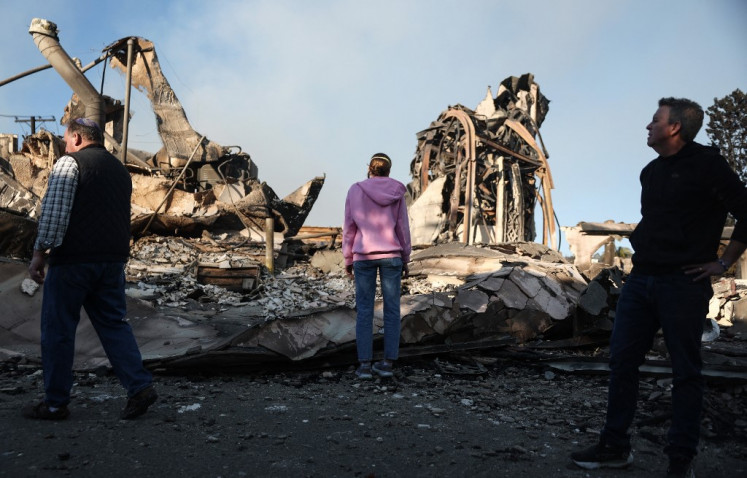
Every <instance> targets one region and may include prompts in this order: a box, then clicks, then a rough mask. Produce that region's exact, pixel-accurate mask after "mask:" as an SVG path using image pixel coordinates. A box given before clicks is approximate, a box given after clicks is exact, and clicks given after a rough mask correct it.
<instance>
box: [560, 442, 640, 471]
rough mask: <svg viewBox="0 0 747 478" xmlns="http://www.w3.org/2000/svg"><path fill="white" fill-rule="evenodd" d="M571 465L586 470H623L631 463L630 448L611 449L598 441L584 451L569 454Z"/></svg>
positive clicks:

**********

__How to complete this task__
Take the entries above and restate them word for word, minus their images.

__Task answer__
Every <instance> targets one region and may include prompts in this order: a box, then clicks, then a rough mask. Produce that region's exact, pixel-accurate mask after "mask:" as an SVG path using image pixel coordinates. A box given before clicks is approximate, a box given after clicks is exact, and clicks given after a rough mask correct it.
<instance>
box: [560, 442, 640, 471]
rough mask: <svg viewBox="0 0 747 478" xmlns="http://www.w3.org/2000/svg"><path fill="white" fill-rule="evenodd" d="M571 465L586 470H623L631 463L630 448L611 449L598 441L584 451L569 454Z"/></svg>
positive clicks:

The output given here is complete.